### Consigne
Restituez intégralement le texte d'étude ci-dessous, sans en changer un seul caractère.

### Texte d'étude
= = = = =

Puis, je rencontre la femme du propriétaire qui m'invite chez elle. On dit le chapelet ensemble. On goûte au sucre à la creme et on prend un bon café. Ma nouvelle amie et moi nous rejoignons tous les soirs jusqu'à ce que la naladie oblige mon accueillante voisine à partir du Chambertin.
Déterminée, je me rends alors chez les Ultramontais, un groupe d'aînés d'Outremont. J'apprends avec étonnement et plaisir que plusieurs membres viennent de Ste-Martine ou de St-Isidore, villes natales de mes parents Mallette et Beaulieu. Voilà qui facilite mon insertion dans leur cercle!
Avec une certaine appréhension, je m'inscris au Scrabble et au Club d'écriture où je rencontre des compagnes charmantes. Tout de suite, je remarque monsieur et madame McComber, les propriétaires de la maison de fourrures que tous les gens de ce siècle ont fréquentée. Ils sont l'âme du groupe et s'y consacrent avec beaucoup d'énergie. J'admire leur dévouement et leur souci de faire plaisir à chacun. Je me joins à certains voyages qu'ils organisent d'une façon magistrale et je tire grand plaisir à circuler encore dans la Belle Province.

= = = = =

### Données extraites
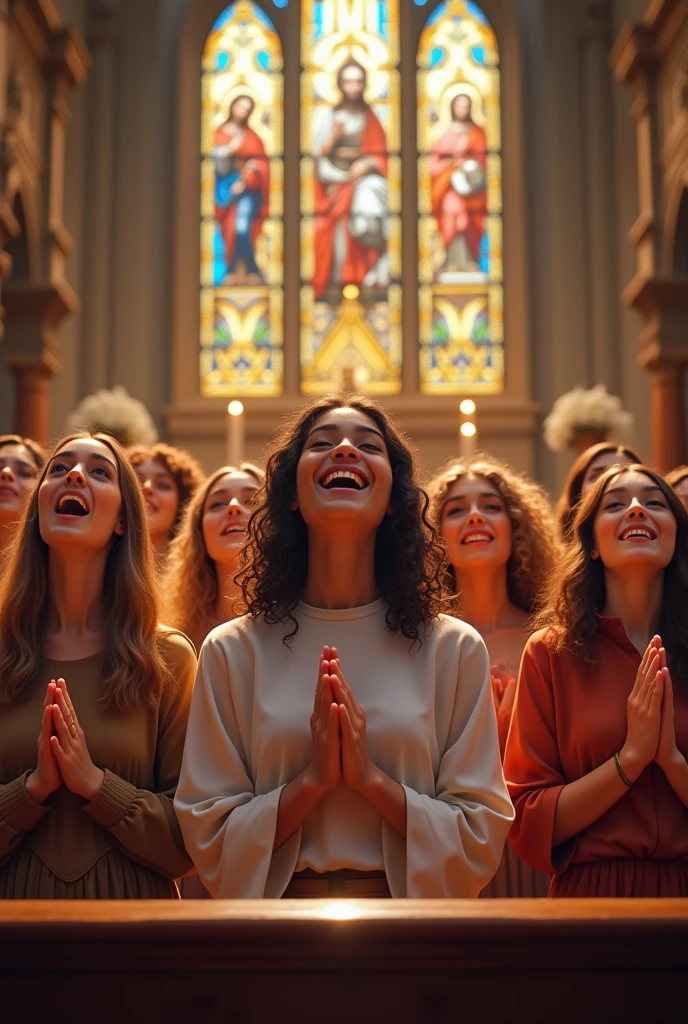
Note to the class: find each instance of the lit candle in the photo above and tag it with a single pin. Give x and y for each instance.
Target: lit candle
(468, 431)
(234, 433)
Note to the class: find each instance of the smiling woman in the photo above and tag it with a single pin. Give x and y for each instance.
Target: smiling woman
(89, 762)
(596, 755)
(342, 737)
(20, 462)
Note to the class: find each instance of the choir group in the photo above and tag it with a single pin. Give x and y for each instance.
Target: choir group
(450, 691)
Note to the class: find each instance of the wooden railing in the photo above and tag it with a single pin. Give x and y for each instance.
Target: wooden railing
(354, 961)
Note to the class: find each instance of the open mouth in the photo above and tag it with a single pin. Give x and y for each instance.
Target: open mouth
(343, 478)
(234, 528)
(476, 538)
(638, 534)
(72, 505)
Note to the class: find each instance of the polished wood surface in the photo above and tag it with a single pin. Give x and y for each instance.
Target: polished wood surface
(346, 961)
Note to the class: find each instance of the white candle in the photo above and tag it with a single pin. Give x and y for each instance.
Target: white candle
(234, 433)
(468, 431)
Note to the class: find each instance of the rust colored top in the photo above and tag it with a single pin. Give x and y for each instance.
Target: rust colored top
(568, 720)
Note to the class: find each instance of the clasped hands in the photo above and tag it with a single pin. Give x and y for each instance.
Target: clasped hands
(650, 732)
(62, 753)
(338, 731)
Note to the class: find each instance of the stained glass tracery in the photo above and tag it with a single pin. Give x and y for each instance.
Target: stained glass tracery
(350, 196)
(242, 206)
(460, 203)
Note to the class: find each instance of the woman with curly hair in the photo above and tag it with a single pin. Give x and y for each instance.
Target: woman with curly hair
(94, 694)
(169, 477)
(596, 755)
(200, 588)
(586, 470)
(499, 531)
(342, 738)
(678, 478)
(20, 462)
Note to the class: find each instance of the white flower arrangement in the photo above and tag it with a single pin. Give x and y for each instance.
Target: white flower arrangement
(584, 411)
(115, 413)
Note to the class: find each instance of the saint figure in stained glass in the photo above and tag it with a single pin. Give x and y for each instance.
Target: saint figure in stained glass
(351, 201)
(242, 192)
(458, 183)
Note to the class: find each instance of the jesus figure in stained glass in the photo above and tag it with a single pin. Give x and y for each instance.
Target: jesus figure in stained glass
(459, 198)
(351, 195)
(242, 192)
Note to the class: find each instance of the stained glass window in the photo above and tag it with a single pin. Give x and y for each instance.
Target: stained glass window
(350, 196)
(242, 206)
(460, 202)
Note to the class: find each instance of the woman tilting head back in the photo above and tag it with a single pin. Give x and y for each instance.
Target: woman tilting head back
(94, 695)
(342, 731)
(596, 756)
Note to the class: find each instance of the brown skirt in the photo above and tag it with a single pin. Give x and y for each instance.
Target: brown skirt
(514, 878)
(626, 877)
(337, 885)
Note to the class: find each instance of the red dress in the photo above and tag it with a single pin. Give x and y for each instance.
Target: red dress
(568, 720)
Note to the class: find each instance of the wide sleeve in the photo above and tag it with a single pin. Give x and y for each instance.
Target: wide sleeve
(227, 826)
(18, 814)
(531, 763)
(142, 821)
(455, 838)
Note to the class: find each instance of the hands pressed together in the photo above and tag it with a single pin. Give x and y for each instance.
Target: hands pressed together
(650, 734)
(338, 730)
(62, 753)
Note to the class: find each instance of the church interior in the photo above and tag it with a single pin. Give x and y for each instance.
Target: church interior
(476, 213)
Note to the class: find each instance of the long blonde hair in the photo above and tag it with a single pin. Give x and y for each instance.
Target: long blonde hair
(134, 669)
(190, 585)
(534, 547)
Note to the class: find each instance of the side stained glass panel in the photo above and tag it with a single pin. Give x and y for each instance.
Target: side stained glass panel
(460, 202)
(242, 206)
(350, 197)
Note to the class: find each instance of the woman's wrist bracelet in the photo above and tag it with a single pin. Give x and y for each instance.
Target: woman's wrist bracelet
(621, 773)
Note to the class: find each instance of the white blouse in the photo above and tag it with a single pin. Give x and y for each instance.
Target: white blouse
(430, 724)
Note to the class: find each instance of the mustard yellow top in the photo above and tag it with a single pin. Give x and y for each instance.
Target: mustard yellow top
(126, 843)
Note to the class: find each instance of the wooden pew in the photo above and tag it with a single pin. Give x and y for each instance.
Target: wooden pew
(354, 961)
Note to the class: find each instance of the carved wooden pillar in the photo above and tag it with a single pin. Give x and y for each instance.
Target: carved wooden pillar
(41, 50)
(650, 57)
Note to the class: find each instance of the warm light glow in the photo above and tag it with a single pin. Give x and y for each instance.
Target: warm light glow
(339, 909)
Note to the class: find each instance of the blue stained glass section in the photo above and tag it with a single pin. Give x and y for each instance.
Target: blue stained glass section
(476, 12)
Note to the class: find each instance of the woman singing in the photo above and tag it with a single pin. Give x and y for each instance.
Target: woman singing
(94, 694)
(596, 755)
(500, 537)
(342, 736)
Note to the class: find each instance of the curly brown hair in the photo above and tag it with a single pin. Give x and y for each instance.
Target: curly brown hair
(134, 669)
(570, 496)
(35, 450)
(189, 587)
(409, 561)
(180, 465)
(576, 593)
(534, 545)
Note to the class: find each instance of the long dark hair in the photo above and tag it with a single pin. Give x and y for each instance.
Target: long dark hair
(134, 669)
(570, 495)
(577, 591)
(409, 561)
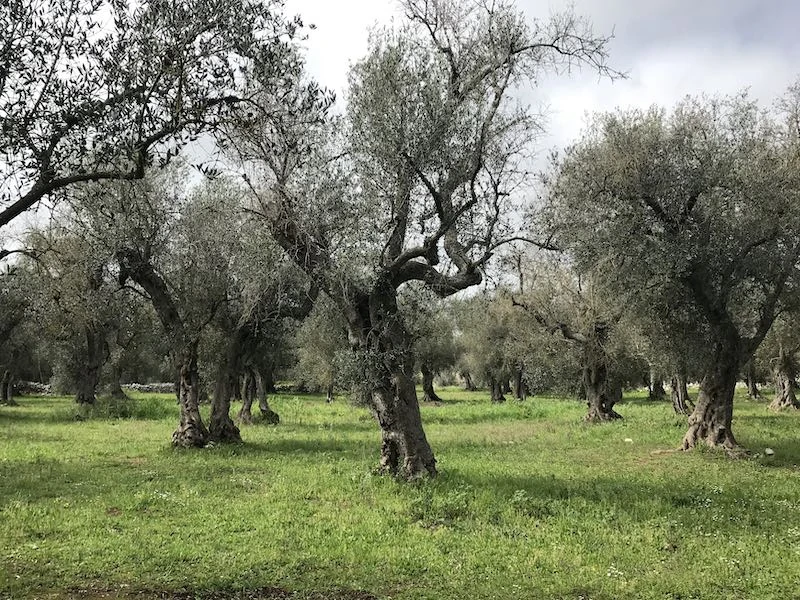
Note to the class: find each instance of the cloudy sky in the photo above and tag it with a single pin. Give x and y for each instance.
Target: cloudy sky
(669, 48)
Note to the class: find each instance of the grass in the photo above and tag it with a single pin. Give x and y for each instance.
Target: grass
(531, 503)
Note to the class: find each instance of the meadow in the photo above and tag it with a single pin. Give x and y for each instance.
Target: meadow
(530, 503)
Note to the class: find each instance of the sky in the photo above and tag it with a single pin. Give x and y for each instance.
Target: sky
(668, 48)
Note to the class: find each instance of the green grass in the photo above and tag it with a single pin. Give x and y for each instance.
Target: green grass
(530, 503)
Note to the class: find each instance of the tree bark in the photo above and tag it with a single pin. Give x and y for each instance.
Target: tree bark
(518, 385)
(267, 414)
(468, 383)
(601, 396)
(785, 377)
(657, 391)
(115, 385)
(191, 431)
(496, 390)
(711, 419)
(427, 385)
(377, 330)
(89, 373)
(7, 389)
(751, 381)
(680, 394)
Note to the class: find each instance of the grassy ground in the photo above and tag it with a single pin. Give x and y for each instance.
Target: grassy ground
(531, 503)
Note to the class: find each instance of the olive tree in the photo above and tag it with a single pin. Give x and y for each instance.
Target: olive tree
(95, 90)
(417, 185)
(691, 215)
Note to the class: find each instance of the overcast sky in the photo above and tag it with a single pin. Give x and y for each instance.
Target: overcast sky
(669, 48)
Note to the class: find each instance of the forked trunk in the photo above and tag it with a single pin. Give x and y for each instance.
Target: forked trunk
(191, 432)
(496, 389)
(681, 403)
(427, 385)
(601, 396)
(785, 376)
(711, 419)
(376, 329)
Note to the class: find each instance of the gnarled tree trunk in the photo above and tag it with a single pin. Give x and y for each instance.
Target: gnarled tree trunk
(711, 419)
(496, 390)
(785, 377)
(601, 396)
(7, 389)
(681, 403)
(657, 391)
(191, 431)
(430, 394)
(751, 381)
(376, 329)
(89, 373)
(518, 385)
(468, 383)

= = = = =

### Résultat attendu
Puis, je rencontre la femme du propriétaire qui m'invite chez elle. On dit le chapelet ensemble. On goûte au sucre à la creme et on prend un bon café. Ma nouvelle amie et moi nous rejoignons tous les soirs jusqu'à ce que la naladie oblige mon accueillante voisine à partir du Chambertin.
Déterminée, je me rends alors chez les Ultramontais, un groupe d'aînés d'Outremont. J'apprends avec étonnement et plaisir que plusieurs membres viennent de Ste-Martine ou de St-Isidore, villes natales de mes parents Mallette et Beaulieu. Voilà qui facilite mon insertion dans leur cercle!
Avec une certaine appréhension, je m'inscris au Scrabble et au Club d'écriture où je rencontre des compagnes charmantes. Tout de suite, je remarque monsieur et madame McComber, les propriétaires de la maison de fourrures que tous les gens de ce siècle ont fréquentée. Ils sont l'âme du groupe et s'y consacrent avec beaucoup d'énergie. J'admire leur dévouement et leur souci de faire plaisir à chacun. Je me joins à certains voyages qu'ils organisent d'une façon magistrale et je tire grand plaisir à circuler encore dans la Belle Province.